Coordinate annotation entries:
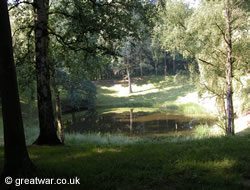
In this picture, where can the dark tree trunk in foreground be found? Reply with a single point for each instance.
(229, 93)
(140, 60)
(131, 121)
(174, 69)
(16, 159)
(58, 108)
(128, 75)
(165, 65)
(48, 130)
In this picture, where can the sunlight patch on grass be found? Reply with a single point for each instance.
(118, 90)
(99, 150)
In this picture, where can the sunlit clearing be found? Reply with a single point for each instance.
(222, 164)
(98, 150)
(242, 124)
(122, 91)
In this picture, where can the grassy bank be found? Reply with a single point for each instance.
(214, 163)
(165, 93)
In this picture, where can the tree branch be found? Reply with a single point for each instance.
(20, 2)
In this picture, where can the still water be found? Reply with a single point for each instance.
(132, 123)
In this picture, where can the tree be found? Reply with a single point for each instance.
(214, 35)
(16, 159)
(48, 130)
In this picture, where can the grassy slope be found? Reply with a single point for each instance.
(160, 92)
(216, 163)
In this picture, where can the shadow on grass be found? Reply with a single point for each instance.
(153, 99)
(215, 163)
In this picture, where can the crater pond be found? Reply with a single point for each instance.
(134, 123)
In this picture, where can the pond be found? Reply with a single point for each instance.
(131, 123)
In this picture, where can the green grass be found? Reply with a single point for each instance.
(150, 92)
(213, 163)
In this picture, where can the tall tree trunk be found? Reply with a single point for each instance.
(174, 69)
(156, 65)
(48, 130)
(229, 92)
(140, 60)
(131, 121)
(59, 122)
(16, 159)
(165, 65)
(128, 75)
(129, 81)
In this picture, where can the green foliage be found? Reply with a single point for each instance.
(78, 88)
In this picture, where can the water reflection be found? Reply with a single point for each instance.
(133, 123)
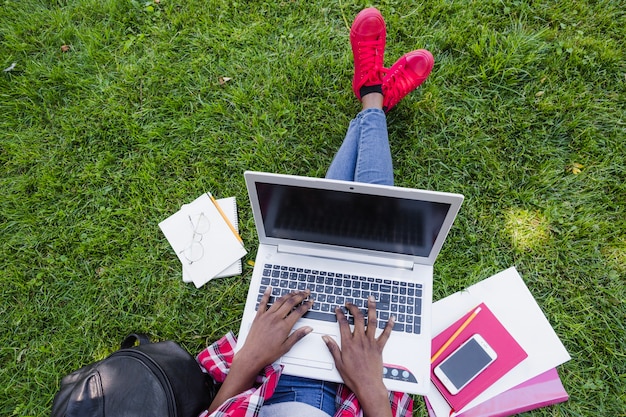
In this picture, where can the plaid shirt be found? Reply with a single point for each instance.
(216, 360)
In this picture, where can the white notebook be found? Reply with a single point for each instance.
(229, 207)
(203, 240)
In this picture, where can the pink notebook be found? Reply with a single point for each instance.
(510, 353)
(543, 390)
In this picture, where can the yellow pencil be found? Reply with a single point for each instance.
(232, 228)
(455, 335)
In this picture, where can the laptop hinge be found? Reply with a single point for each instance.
(347, 256)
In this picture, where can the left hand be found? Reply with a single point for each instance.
(268, 340)
(269, 337)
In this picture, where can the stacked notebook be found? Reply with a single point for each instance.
(205, 236)
(523, 376)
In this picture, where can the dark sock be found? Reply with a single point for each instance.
(378, 88)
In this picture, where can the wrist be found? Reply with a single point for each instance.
(374, 400)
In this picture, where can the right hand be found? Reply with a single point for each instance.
(360, 361)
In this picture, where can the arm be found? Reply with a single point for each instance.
(267, 341)
(360, 361)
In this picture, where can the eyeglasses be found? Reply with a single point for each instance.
(200, 225)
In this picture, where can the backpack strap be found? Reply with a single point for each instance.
(134, 338)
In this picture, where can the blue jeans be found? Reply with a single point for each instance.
(319, 394)
(364, 155)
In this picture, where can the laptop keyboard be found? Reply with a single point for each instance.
(332, 289)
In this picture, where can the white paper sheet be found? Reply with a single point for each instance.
(512, 303)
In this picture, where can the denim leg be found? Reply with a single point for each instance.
(319, 394)
(364, 155)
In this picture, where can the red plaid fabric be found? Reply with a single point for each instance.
(216, 360)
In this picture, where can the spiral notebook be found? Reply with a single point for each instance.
(229, 207)
(204, 235)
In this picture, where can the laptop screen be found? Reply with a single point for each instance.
(350, 219)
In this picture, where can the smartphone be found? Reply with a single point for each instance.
(465, 364)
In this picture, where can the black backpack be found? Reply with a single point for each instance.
(151, 379)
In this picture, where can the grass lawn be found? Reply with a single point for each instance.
(114, 113)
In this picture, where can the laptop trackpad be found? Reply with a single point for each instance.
(311, 351)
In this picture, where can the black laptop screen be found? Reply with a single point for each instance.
(351, 219)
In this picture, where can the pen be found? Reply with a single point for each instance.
(455, 335)
(225, 218)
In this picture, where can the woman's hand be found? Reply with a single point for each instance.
(268, 340)
(360, 360)
(269, 337)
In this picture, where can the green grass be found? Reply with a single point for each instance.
(524, 114)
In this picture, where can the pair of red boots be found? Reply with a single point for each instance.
(368, 36)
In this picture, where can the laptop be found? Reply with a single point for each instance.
(346, 241)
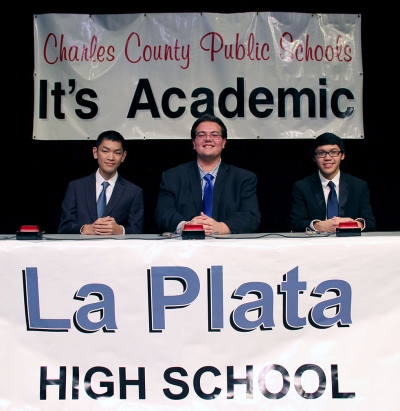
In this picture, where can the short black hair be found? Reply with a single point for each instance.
(111, 135)
(326, 139)
(212, 119)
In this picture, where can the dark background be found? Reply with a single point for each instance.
(37, 172)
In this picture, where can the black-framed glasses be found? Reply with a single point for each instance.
(332, 153)
(215, 135)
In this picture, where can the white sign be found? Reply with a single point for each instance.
(267, 75)
(214, 324)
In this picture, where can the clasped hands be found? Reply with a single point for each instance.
(103, 226)
(210, 226)
(329, 226)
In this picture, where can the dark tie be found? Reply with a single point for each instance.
(332, 207)
(102, 201)
(208, 195)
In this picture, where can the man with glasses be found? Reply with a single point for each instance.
(206, 191)
(328, 197)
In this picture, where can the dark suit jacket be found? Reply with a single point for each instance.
(235, 199)
(79, 205)
(308, 201)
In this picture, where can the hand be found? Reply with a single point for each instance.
(107, 226)
(210, 225)
(329, 226)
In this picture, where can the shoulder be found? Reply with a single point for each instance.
(83, 180)
(127, 184)
(352, 179)
(182, 168)
(308, 180)
(236, 171)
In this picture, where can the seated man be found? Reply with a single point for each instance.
(328, 197)
(207, 191)
(115, 207)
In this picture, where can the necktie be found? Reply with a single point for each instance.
(102, 201)
(208, 195)
(332, 207)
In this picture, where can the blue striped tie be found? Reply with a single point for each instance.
(208, 195)
(102, 201)
(332, 207)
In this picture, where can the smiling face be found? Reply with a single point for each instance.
(109, 155)
(209, 148)
(328, 166)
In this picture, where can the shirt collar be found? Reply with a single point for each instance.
(213, 172)
(325, 182)
(100, 179)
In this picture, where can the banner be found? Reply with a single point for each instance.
(277, 324)
(267, 75)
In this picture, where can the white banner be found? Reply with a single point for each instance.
(268, 75)
(277, 324)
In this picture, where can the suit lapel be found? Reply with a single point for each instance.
(195, 185)
(90, 191)
(119, 188)
(316, 188)
(223, 173)
(343, 193)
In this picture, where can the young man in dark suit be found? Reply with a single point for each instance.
(234, 199)
(123, 201)
(310, 197)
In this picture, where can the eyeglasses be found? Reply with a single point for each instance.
(201, 135)
(332, 153)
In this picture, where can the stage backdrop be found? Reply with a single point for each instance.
(268, 75)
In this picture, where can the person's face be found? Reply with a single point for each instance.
(209, 147)
(328, 165)
(109, 156)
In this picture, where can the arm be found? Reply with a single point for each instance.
(167, 215)
(69, 221)
(243, 216)
(299, 216)
(365, 209)
(135, 218)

§ **PROBLEM TO WORK ON**: Starting at the line that contains "In this picture, where can the shirt" and ending with the last of the rows, write those lines out again, requests included, and add 92 to every coordinate in the answers.

§ **EXERCISE SOLUTION**:
In this picture, where can the shirt collar be found? Reply with a single point for each instance.
(305, 264)
(417, 274)
(192, 271)
In this picture, where can the banner be found? Reply with a single point for each instance.
(369, 416)
(359, 167)
In this picture, where can the white banner be found? Reply with a single point for each instance.
(360, 167)
(369, 416)
In this picture, where can the suit lapel be found? Reply with a single point for each instance.
(287, 277)
(182, 283)
(211, 280)
(408, 280)
(315, 265)
(435, 285)
In this picture, where can the young man in dark suit be found? Reply with a single point for each instance.
(326, 291)
(215, 293)
(402, 289)
In this picture, where can the eyeglasses be found? Reply with a single point for each instance.
(293, 227)
(424, 245)
In this picture, where can the stage backdrop be found? Reply with a single point for each instance.
(360, 167)
In this picture, where can the person's face be found? Reply with a single point for each instance.
(301, 239)
(420, 257)
(201, 248)
In this picture, where can the arm be found? Reply with a single point for each instance.
(259, 307)
(161, 313)
(335, 308)
(391, 308)
(457, 301)
(227, 310)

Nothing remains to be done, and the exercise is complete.